▸ **EXERCÍCIOS PROPOSTOS**
**a)** Extraia do editorial sobre o Mercosul o trecho de "Além de representar" até "uruguaio, Luiz Almagro.", sem nenhuma alteração.
**b)** Segundo o editorial sobre o Mercosul, quando o Paraguai será readmitido?
**c)** Por favor, diga se cada afirmação concorda com o editorial sobre o Mercosul, respondendo sim ou não e citando as palavras do texto que decidem: (i) O Paraguai deixou de ser sócio do Mercosul. (ii) Dilma Rousseff apoiou a admissão da Venezuela no bloco. (iii) O editorial considera a decisão sobre a Venezuela plenamente amparada pela lei.

───── TRECHO DO TEXTO ─────

Bom editorial do Estadão
Golpe contra o Mercosul
O Estado de S.Paulo
Em mais uma decisão
desastrada e vergonhosa para a diplomacia brasileira, a presidente Dilma
Rousseff apoiou a suspensão do Paraguai e a admissão da Venezuela como sócia do
Mercosul. Seguiu a orientação de sua colega argentina, Cristina Kirchner, de
credenciais democráticas abaixo de duvidosas, e sujeitou o destino do bloco
regional aos objetivos políticos do caudilho Hugo Chávez. Como se quisesse dar
razão a todos os críticos da escandalosa manobra encenada em Mendoza, o chefão
venezuelano vociferou: "Não tenho dúvidas de que por trás daquele grupo de
senadores do Paraguai está a mão do império, tentando impedir a conformação de
uma verdadeira potência na América do Sul". Ele se referia ao último
obstáculo à sua participação com direito de voto na cúpula dirigente do
Mercosul. Não se sabe se a presidente brasileira corou ou sentiu pelo menos um
leve arrependimento ao ler esse palavrório. Seus conselheiros diplomáticos e
estrategistas internacionais devem ter exultado, ao receber a aprovação por
mais esse ato de submissão ao grande movimento redentor da América do Sul, o
kirchnerbolivarianismo.
Além de representar
mais uma grave ameaça ao Mercosul, já enfraquecido por suas divisões, pelo
protecionismo interno e por sua incapacidade de integração competitiva na
economia global, a decisão a favor do ingresso da Venezuela é muito discutível
do ponto de vista legal. Suspenso da participação nas reuniões e nas
deliberações do bloco, o Paraguai se mantém, no entanto, como sócio. Quando for
readmitido, depois da eleição presidencial de abril de 2013, a oposição de seus
senadores ao ingresso da Venezuela terá perdido efeito? Especialistas contestam
essa possibilidade ou, no mínimo, têm dúvidas relevantes sobre o assunto. Esse
grupo inclui o chanceler uruguaio, Luiz Almagro.

───── MATERIAL SELECIONADO ─────

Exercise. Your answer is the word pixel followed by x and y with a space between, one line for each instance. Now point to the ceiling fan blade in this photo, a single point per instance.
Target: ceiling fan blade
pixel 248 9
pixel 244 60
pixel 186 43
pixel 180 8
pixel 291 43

─────

▸ **RESPOSTAS RESOLVIDAS**
**a)**
Além de representar
mais uma grave ameaça ao Mercosul, já enfraquecido por suas divisões, pelo
protecionismo interno e por sua incapacidade de integração competitiva na
economia global, a decisão a favor do ingresso da Venezuela é muito discutível
do ponto de vista legal. Suspenso da participação nas reuniões e nas
deliberações do bloco, o Paraguai se mantém, no entanto, como sócio. Quando for
readmitido, depois da eleição presidencial de abril de 2013, a oposição de seus
senadores ao ingresso da Venezuela terá perdido efeito? Especialistas contestam
essa possibilidade ou, no mínimo, têm dúvidas relevantes sobre o assunto. Esse
grupo inclui o chanceler uruguaio, Luiz Almagro.

**b)** Depois da eleição presidencial de abril de 2013.

**c)**
(i) Não: "o Paraguai se mantém, no entanto, como sócio".
(ii) Sim: "a presidente Dilma Rousseff apoiou a suspensão do Paraguai e a admissão da Venezuela como sócia do Mercosul".
(iii) Não: "a decisão a favor do ingresso da Venezuela é muito discutível do ponto de vista legal".